# Guter Forellensee um Bork Havn



## techno1957 (26. April 2009)

Hallo Leute,fahre Ende Mai nach Dänemark und wäre dankbar für Tips an welche Seen man gut angeln kann. Kommt mir mehr auf Natur und Feeling als auf Stückzahl an.|supergriHabe natürlich etliche Seiten im Inet durchsucht und wäre für eigene Erfahrunsberichte dankbar.:m

BDIV Heinz


----------



## LAC (28. April 2009)

*AW: Guter Forellensee um Bork Havn*

Hallo, 
an der strasse die von Nr. Nebel nach Skjern führt bzw. auch nach Bork Havn, liegen zwei dieser anlagen. 
Einen erfahrungsbericht kann ich nicht abgeben, es sind put und take anlagen, d.h. rein und raus, wobei der betreiber mehr rein bekommt als der angler raus nimmt.
Sie sehen ganz gut aus, da sie auch büsche am gewässer haben und sind eine kleine augenweide, wenn ich die umliegenden felder und die strasse sehe.


----------



## techno1957 (28. April 2009)

*AW: Guter Forellensee um Bork Havn*

Hallo LAC
da ich in Norre Nebel meinen Hausschlüssel abholen werde,werde ich mir die beiden mal anschauen.will auch nach Hvide Sande um es dort auf Hering zu versuchen.Hast du da einen Tip für mich wo es da geht. Mit bestem Dank

Erstemal Dänemarkfahrer
     Heinz


----------



## LAC (28. April 2009)

*AW: Guter Forellensee um Bork Havn*

Heinz, 
schau mal im hvide sande tröööt, da wurde reichlich gepostet - wo, wann und was läuft.


----------



## techno1957 (28. April 2009)

*AW: Guter Forellensee um Bork Havn*

Danke LAC werde ich machen,freue mich riesig auf DK.

MfG Heinz


----------



## techno1957 (28. April 2009)

*AW: Guter Forellensee um Bork Havn*

Hallo Otto,
nochmals vielen Dank und ich komme sehr gerne.Habe mir alles auf deiner Webseite angeschaut. Gefällt mir sehr gut.
Melde mich wenn es los geht.
MfG Heinz


----------



## Hobbyspinner (1. Mai 2009)

*AW: Guter Forellensee um Bork Havn*

Hallo Heinz,

ich war schon 2 Mal in der Gegend und kann Dir ein paar Tipps
geben, die nicht in jeder Karte eingezeichnet sind. Nur 2 Fragen:
Wo ist Dein Ferienhaus genau und Angel- oder Familienurlaub
Ist ja auch nicht schlecht, wenn sich was zur Unterhaltung für die Familie in der Nähe befindet ...
Viele Grüße
Jörg

(Bin Ende Mai auch wieder da)


----------



## anschmu (3. Mai 2009)

*AW: Guter Forellensee um Bork Havn*

Hallo ! Komme gerade aus Hvide Sande zurück ! Fahre seit 15 Jahren dorthin zum angeln ! Haben noch nie sowenig gefangen wie dieses Jahr . War einfach zu kalt und der Temperaturunterschied von fast 15 Grad für die Forellen sehr schwer zu verkraften ! Heiring auch nicht viel - dafür war der Hornhecht im Hafen schon eine Plage aber wer`s mag ! Bei No ist ein sehr schöner fängiger Teich ! Gruß Andreas


----------



## LAC (4. Mai 2009)

+++

» AUFGABENSTELLUNG
Wie geht der Forenthread über Forellenseen um Bork Havn weiter? Führe ihn mit dem Beitrag von LAC vom 4. Mai 2009 fort.

+++

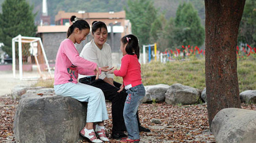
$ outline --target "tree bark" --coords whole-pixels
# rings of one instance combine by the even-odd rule
[[[209,124],[226,108],[241,108],[236,53],[245,0],[205,0],[205,83]]]

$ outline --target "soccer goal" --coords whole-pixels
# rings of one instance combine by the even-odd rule
[[[16,55],[15,42],[17,42],[17,52]],[[38,37],[22,36],[20,34],[12,38],[12,73],[13,77],[16,78],[16,57],[18,57],[19,78],[20,80],[31,80],[48,79],[52,77],[51,69],[42,44],[41,38]],[[23,71],[25,69],[33,67],[37,70],[36,76],[33,77],[33,74],[29,72],[23,75]]]

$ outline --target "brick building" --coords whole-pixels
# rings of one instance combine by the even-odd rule
[[[73,15],[85,19],[91,26],[94,21],[100,21],[106,23],[108,32],[107,43],[111,45],[112,52],[121,52],[119,50],[121,38],[131,33],[131,25],[129,21],[125,19],[125,12],[65,12],[60,11],[55,16],[55,26],[39,26],[37,27],[37,37],[41,38],[47,59],[50,62],[51,61],[54,62],[59,44],[66,38],[67,31],[70,25],[71,24],[69,19]],[[112,33],[111,26],[111,24],[113,25]],[[77,44],[78,52],[81,52],[84,45],[92,39],[92,36],[90,34],[86,40],[80,44]],[[119,56],[117,59],[120,59]],[[114,57],[113,58],[116,59]]]

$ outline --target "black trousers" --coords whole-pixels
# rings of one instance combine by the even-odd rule
[[[119,90],[121,84],[114,81],[115,87],[113,87],[103,80],[95,80],[95,77],[91,77],[81,78],[79,79],[79,82],[101,89],[104,94],[105,99],[111,102],[112,133],[119,133],[126,131],[123,115],[124,103],[127,96],[125,89],[124,89],[120,93],[118,93],[117,91]],[[139,120],[138,111],[137,112],[137,119],[138,124],[140,125],[140,123]]]

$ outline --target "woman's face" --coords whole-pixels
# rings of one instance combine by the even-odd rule
[[[82,41],[85,40],[86,37],[88,35],[88,34],[90,32],[90,29],[83,29],[81,30],[79,30],[79,29],[77,28],[75,30],[76,30],[75,32],[76,34],[76,42],[77,44],[80,44]]]
[[[128,44],[128,43],[126,43],[124,44],[122,41],[120,41],[120,50],[122,53],[122,55],[125,55],[127,54],[127,53],[126,53],[126,51],[125,50],[125,48],[126,47],[126,46],[127,46]]]
[[[93,36],[96,45],[102,47],[107,40],[108,32],[105,28],[99,28],[93,34]]]

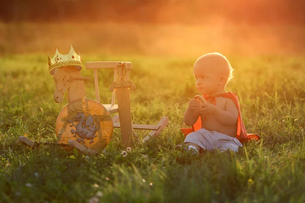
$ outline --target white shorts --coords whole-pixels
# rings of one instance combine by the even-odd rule
[[[215,149],[221,151],[231,150],[237,152],[238,148],[242,147],[242,145],[236,138],[216,131],[209,131],[204,128],[188,134],[184,142],[196,144],[201,148],[208,151]]]

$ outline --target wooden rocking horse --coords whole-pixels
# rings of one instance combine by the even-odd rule
[[[59,145],[70,150],[76,147],[90,154],[97,154],[97,151],[104,149],[110,142],[113,128],[120,127],[122,144],[124,147],[133,144],[132,135],[139,141],[133,128],[150,129],[151,131],[143,139],[147,140],[157,136],[166,126],[168,117],[163,117],[157,125],[132,124],[130,109],[129,88],[136,86],[128,81],[132,64],[127,62],[97,62],[86,63],[86,68],[94,70],[97,100],[86,98],[84,81],[90,78],[82,77],[82,67],[80,55],[77,55],[71,46],[67,55],[60,54],[56,50],[55,56],[48,57],[49,71],[55,82],[53,98],[55,102],[63,101],[65,92],[68,93],[68,104],[62,110],[56,121],[55,132],[57,143],[39,143],[32,141],[23,136],[19,141],[31,147],[41,144]],[[114,81],[110,87],[113,91],[111,104],[102,105],[99,103],[97,69],[114,69]],[[127,70],[126,75],[124,70]],[[117,82],[117,75],[118,80]],[[117,105],[114,104],[115,90],[117,90]],[[111,113],[118,112],[113,118]],[[119,122],[117,121],[119,120]]]

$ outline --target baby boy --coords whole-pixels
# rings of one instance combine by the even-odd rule
[[[190,100],[184,121],[196,131],[188,134],[184,144],[194,152],[200,149],[237,152],[242,146],[240,140],[247,133],[237,96],[225,90],[232,78],[229,61],[220,53],[208,53],[196,61],[193,71],[196,89],[206,104],[195,98]]]

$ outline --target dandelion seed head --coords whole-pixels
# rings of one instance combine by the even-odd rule
[[[98,191],[98,192],[97,192],[96,195],[97,195],[97,196],[98,196],[99,197],[102,197],[104,195],[104,194],[103,193],[103,192],[102,192],[101,191]]]
[[[127,152],[126,151],[123,151],[121,154],[125,157],[125,156],[127,156]]]

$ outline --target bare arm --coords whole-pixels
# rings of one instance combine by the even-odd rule
[[[218,108],[215,115],[218,120],[226,125],[233,125],[236,123],[238,117],[238,110],[234,101],[228,99],[225,111]]]
[[[189,102],[189,106],[184,114],[186,125],[193,125],[200,115],[200,103],[196,99],[192,98]]]
[[[235,124],[238,117],[238,110],[234,101],[228,99],[226,104],[225,110],[220,109],[210,104],[203,104],[200,110],[204,114],[214,114],[217,119],[225,125]]]

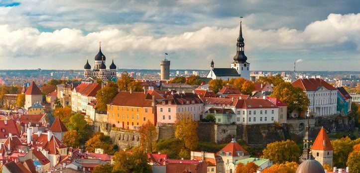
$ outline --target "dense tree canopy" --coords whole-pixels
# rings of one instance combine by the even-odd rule
[[[214,93],[217,93],[219,91],[223,88],[224,86],[224,82],[221,79],[213,79],[209,82],[210,85],[209,88]]]
[[[176,76],[169,81],[170,83],[185,83],[186,78],[184,76]]]
[[[197,128],[198,124],[193,121],[189,112],[184,112],[176,115],[175,136],[185,143],[185,147],[194,150],[198,147],[199,138]]]
[[[302,89],[293,87],[289,82],[281,83],[275,87],[270,97],[276,98],[286,103],[289,113],[295,109],[306,111],[310,104],[310,101]]]
[[[140,145],[142,148],[152,153],[155,147],[155,141],[157,135],[156,128],[149,120],[141,125],[139,130],[140,134]]]
[[[113,172],[137,173],[150,173],[151,167],[147,163],[146,154],[138,148],[131,151],[120,151],[115,153]]]
[[[113,87],[106,86],[96,93],[96,109],[98,111],[106,112],[107,105],[118,94],[118,89]]]
[[[265,158],[274,164],[297,162],[300,156],[300,150],[296,143],[290,140],[270,143],[262,151]]]
[[[23,107],[25,105],[25,94],[19,94],[16,97],[16,106],[19,107]]]

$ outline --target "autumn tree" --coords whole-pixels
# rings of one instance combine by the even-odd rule
[[[199,142],[197,128],[198,124],[193,121],[190,113],[186,112],[176,115],[175,136],[184,141],[186,148],[194,150]]]
[[[261,171],[262,173],[295,173],[299,164],[296,162],[286,162],[283,164],[276,164],[272,165],[271,167],[264,169]]]
[[[349,167],[350,173],[360,173],[360,144],[354,145],[354,151],[350,153],[348,157],[346,165]]]
[[[260,76],[259,77],[259,79],[256,80],[256,82],[269,82],[269,83],[270,84],[272,84],[274,85],[274,87],[276,87],[279,84],[285,82],[285,81],[280,74],[277,74],[274,76],[271,76],[269,77]]]
[[[200,77],[198,75],[192,75],[188,77],[186,80],[186,84],[191,85],[200,85],[202,83],[204,82],[203,80],[201,80]]]
[[[186,78],[184,76],[176,76],[169,81],[170,83],[185,83]]]
[[[93,173],[111,173],[113,166],[110,164],[99,165],[94,168]]]
[[[69,107],[56,108],[54,112],[54,115],[58,116],[63,122],[66,123],[69,122],[72,115],[71,108]]]
[[[300,150],[296,143],[289,139],[268,144],[262,150],[265,158],[274,164],[282,164],[286,161],[296,162],[300,156]]]
[[[128,90],[130,83],[134,80],[134,79],[130,76],[130,75],[126,71],[121,73],[121,77],[118,80],[118,86],[120,91],[129,91]]]
[[[140,134],[140,145],[143,148],[147,150],[148,152],[152,153],[155,147],[155,141],[157,132],[155,125],[149,120],[141,125],[139,130]]]
[[[214,93],[217,93],[223,88],[224,81],[222,79],[213,79],[209,82],[209,84],[210,85],[209,88]]]
[[[104,149],[104,152],[109,155],[113,155],[118,150],[116,145],[113,145],[110,136],[105,135],[103,133],[97,133],[85,143],[86,150],[94,152],[96,148]]]
[[[244,165],[239,163],[236,167],[236,173],[256,173],[259,169],[259,166],[253,162],[248,162]]]
[[[80,139],[76,130],[69,130],[64,133],[63,143],[68,147],[75,148],[80,146]]]
[[[19,94],[16,97],[16,106],[23,107],[25,105],[25,94]]]
[[[147,163],[146,154],[138,148],[131,151],[120,151],[115,153],[113,171],[124,173],[150,173],[151,167]]]
[[[98,91],[96,93],[97,103],[96,106],[98,111],[106,112],[107,105],[118,93],[117,88],[109,86],[104,87]]]
[[[275,87],[270,97],[276,98],[286,103],[289,113],[295,109],[298,109],[299,112],[306,111],[310,103],[306,94],[301,88],[294,87],[289,82],[279,84]]]
[[[346,167],[348,156],[353,151],[353,146],[360,143],[360,138],[352,140],[347,136],[331,142],[334,148],[333,165],[339,168]]]
[[[41,87],[41,92],[44,95],[47,95],[56,89],[56,86],[55,85],[44,84]]]

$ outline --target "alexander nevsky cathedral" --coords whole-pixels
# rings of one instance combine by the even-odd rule
[[[86,60],[86,64],[84,66],[84,78],[86,80],[93,80],[95,78],[101,79],[102,80],[110,80],[116,76],[117,67],[114,63],[114,59],[110,64],[110,69],[106,69],[106,57],[101,52],[101,43],[99,46],[99,53],[95,56],[94,68],[89,64],[89,60]]]

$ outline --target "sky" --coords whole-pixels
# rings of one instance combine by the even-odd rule
[[[359,0],[0,0],[0,69],[230,67],[240,16],[250,70],[360,71]],[[301,60],[299,60],[301,59]]]

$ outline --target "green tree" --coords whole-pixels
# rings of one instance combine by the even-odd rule
[[[96,108],[98,111],[107,111],[107,105],[118,94],[118,89],[111,87],[105,87],[98,91],[96,93],[97,103]]]
[[[222,79],[213,79],[209,82],[209,88],[214,93],[217,93],[224,86],[224,81]]]
[[[155,147],[155,141],[157,135],[156,128],[149,120],[141,125],[139,130],[140,134],[140,146],[147,150],[150,153]]]
[[[76,130],[69,130],[64,133],[63,143],[68,147],[76,148],[80,146],[80,136]]]
[[[186,148],[191,150],[196,149],[199,143],[198,124],[193,121],[190,113],[186,112],[176,115],[175,127],[175,136],[184,141]]]
[[[113,155],[118,150],[118,147],[113,145],[110,136],[105,135],[103,133],[97,133],[85,143],[86,150],[94,152],[97,148],[104,149],[105,153]]]
[[[147,163],[146,154],[138,148],[129,152],[120,151],[115,153],[113,171],[125,173],[150,173],[151,167]]]
[[[295,109],[299,112],[306,111],[310,103],[301,88],[294,87],[289,82],[279,84],[275,87],[270,97],[276,98],[286,103],[288,113]]]
[[[129,91],[130,83],[134,81],[134,79],[130,76],[129,74],[124,71],[121,73],[121,77],[118,80],[118,86],[120,91]]]
[[[25,94],[19,94],[16,97],[16,106],[19,107],[23,107],[25,105]]]
[[[113,170],[113,166],[109,164],[99,165],[94,168],[93,173],[111,173]]]
[[[185,83],[186,78],[184,76],[176,76],[169,81],[170,83]]]
[[[270,143],[262,150],[265,158],[274,164],[282,164],[286,161],[296,162],[300,156],[300,150],[296,143],[289,139]]]
[[[186,84],[191,85],[200,85],[202,83],[205,81],[201,80],[200,77],[198,75],[192,75],[188,77]]]

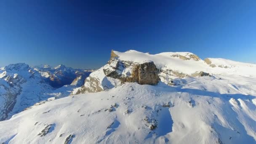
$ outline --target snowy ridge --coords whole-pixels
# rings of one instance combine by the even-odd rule
[[[223,59],[210,58],[202,60],[189,52],[165,52],[152,55],[130,50],[123,53],[112,51],[111,56],[106,65],[92,72],[85,80],[84,85],[76,89],[72,94],[95,92],[112,88],[121,83],[117,77],[119,79],[131,77],[135,65],[149,61],[153,61],[159,69],[161,81],[170,85],[175,84],[173,80],[176,78],[195,77],[198,75],[200,72],[211,75],[256,76],[256,64]]]
[[[42,67],[44,70],[51,69],[49,66]],[[69,96],[74,89],[83,85],[86,75],[83,74],[91,72],[85,72],[80,75],[77,73],[80,77],[74,80],[72,85],[56,89],[45,80],[39,69],[24,63],[11,64],[0,68],[0,121],[10,118],[40,101]]]
[[[49,101],[0,122],[0,142],[256,143],[256,78],[220,78],[126,83]]]

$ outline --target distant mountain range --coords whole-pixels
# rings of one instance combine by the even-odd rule
[[[256,144],[256,64],[112,51],[86,72],[1,68],[0,143]]]
[[[91,72],[63,65],[31,67],[19,63],[0,68],[0,120],[51,97],[68,96]]]

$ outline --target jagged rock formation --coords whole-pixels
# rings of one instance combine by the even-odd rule
[[[211,75],[208,73],[205,72],[196,72],[192,75],[191,76],[193,77],[204,77],[204,76],[210,76]]]
[[[55,88],[70,85],[77,77],[80,76],[82,78],[87,77],[91,73],[83,69],[67,67],[63,64],[54,68],[49,65],[40,66],[36,67],[35,69],[41,74],[45,81]]]
[[[189,52],[152,55],[133,50],[124,53],[112,50],[110,58],[106,65],[92,73],[85,80],[84,85],[74,91],[72,94],[102,91],[125,82],[155,85],[157,80],[160,80],[172,85],[176,78],[210,76],[209,73],[243,74],[244,69],[254,67],[221,59],[202,60]],[[239,67],[236,67],[237,65]],[[149,67],[152,69],[143,67]],[[151,75],[147,72],[154,72]],[[251,72],[248,71],[248,75],[254,75]]]
[[[32,86],[34,90],[29,91],[28,88]],[[0,68],[0,121],[6,119],[10,112],[19,112],[33,101],[43,99],[47,96],[43,93],[51,88],[27,64],[11,64]]]
[[[133,68],[131,76],[121,79],[123,83],[137,82],[141,85],[155,85],[158,83],[159,70],[153,61],[136,65]]]

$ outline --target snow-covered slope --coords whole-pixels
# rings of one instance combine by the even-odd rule
[[[189,52],[166,52],[152,55],[134,50],[124,53],[112,51],[107,64],[92,72],[81,88],[73,94],[95,92],[112,88],[122,83],[120,80],[132,77],[138,64],[153,61],[158,69],[161,81],[168,85],[173,80],[196,76],[200,72],[210,74],[256,76],[256,64],[222,59],[202,60]]]
[[[61,69],[59,69],[61,68]],[[49,67],[44,68],[51,69]],[[56,69],[58,70],[55,72],[59,72],[56,73],[67,71],[63,67]],[[91,72],[78,74],[78,72],[76,73],[79,76],[73,80],[72,85],[55,89],[45,80],[43,77],[46,75],[40,73],[38,71],[42,71],[38,69],[35,70],[23,63],[0,68],[0,121],[9,118],[40,101],[47,101],[53,97],[50,100],[68,96],[74,89],[83,84],[85,77]],[[75,71],[70,71],[76,75]]]
[[[125,83],[49,101],[0,122],[8,144],[256,144],[256,77]]]

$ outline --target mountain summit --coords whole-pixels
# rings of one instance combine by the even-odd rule
[[[256,144],[255,72],[188,52],[113,51],[81,94],[0,122],[0,142]]]

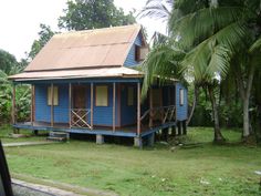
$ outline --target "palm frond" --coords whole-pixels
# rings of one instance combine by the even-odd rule
[[[165,4],[166,3],[166,4]],[[145,7],[137,14],[138,18],[149,17],[160,19],[163,21],[168,20],[171,14],[171,0],[148,0]]]
[[[249,52],[261,51],[261,37],[250,47]]]
[[[159,44],[154,48],[143,63],[145,74],[142,97],[146,97],[147,91],[154,84],[155,78],[161,83],[168,79],[180,79],[179,62],[185,53],[170,44]]]

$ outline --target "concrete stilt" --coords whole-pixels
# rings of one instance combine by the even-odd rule
[[[163,128],[161,131],[163,141],[168,141],[168,128]]]
[[[182,121],[182,134],[184,135],[187,135],[187,124],[186,124],[186,121]]]
[[[148,135],[148,146],[154,146],[155,143],[155,133]]]
[[[176,126],[171,126],[171,135],[176,136]]]
[[[134,137],[134,146],[135,147],[143,147],[143,138],[142,137]]]
[[[33,134],[34,134],[34,135],[38,135],[38,130],[33,130]]]
[[[96,135],[96,144],[104,144],[104,136],[103,135]]]

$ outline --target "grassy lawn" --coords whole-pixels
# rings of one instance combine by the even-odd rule
[[[223,134],[230,142],[240,140],[240,132],[225,130]],[[260,177],[254,174],[261,171],[261,148],[216,146],[211,140],[211,128],[198,127],[189,128],[186,141],[203,144],[192,148],[170,151],[170,145],[158,143],[140,151],[71,140],[63,144],[9,147],[6,153],[15,177],[51,179],[119,195],[261,195]]]

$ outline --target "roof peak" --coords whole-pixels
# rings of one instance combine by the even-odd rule
[[[54,34],[54,37],[63,37],[63,35],[75,35],[75,34],[85,34],[85,33],[92,33],[92,32],[107,32],[107,31],[114,31],[119,29],[142,29],[142,24],[135,23],[135,24],[128,24],[128,25],[116,25],[116,27],[108,27],[108,28],[100,28],[100,29],[86,29],[86,30],[79,30],[79,31],[66,31],[62,33]]]

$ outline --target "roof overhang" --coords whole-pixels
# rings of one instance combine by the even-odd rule
[[[70,79],[105,79],[105,78],[143,78],[143,72],[129,68],[98,68],[85,70],[59,70],[41,72],[23,72],[9,76],[14,82],[70,80]]]

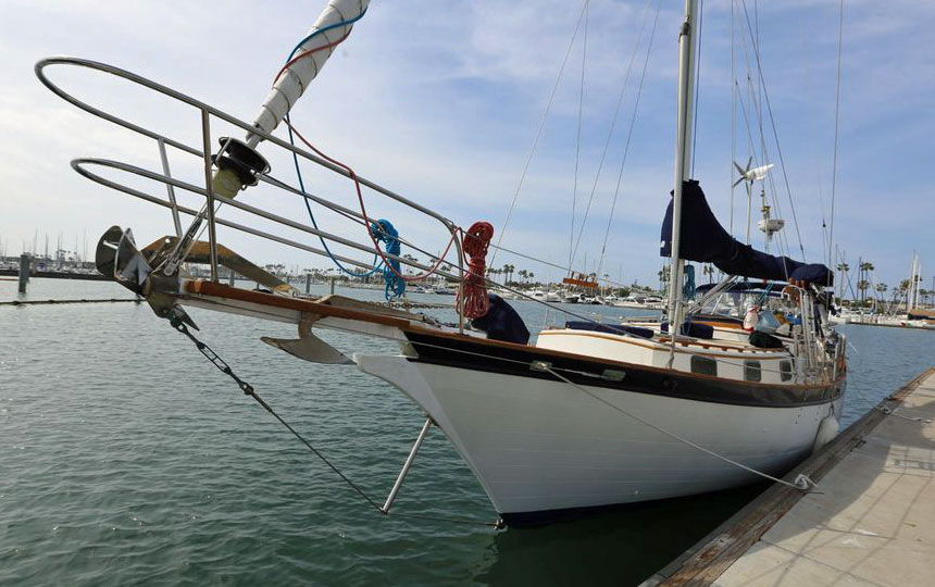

+++

» MUSTERLÖSUNG
*AW: Guter Forellensee um Bork Havn*



anschmu schrieb:


> Hallo ! Komme gerade aus Hvide Sande zurück ! Fahre seit 15 Jahren dorthin zum angeln ! Haben noch nie sowenig gefangen wie dieses Jahr . War einfach zu kalt und der Temperaturunterschied von fast 15 Grad für die Forellen sehr schwer zu verkraften ! Heiring auch nicht viel - dafür war der Hornhecht im Hafen schon eine Plage aber wer`s mag ! Bei No ist ein sehr schöner fängiger Teich ! Gruß Andreas


 
@ Andreas, das kann ich aber nicht verstehen, schau mal im hvide sande trööööt - da wurden aber reichlich heringe gelandet - ich selbst war mehrmals dort und war immer nur zwei stunden in hvide sande, da hatte ich genug - seit dem beginn der heringszeit. Jedoch mit kleinsten vorfachmaterial (damit meine ich den haken und die fischhaut). Die hornhechte sind reichlich vertreten jetzt - es ist halt weltweit der beste platz für hornhechte. Momentan sind sie noch nicht so reichlich vertreten im fjord jedoch auf der seeseite sammeln sie sich und du siehst tausende von den fischen - meisten werden sie jedoch dort gerissen mit den heringspaternostern.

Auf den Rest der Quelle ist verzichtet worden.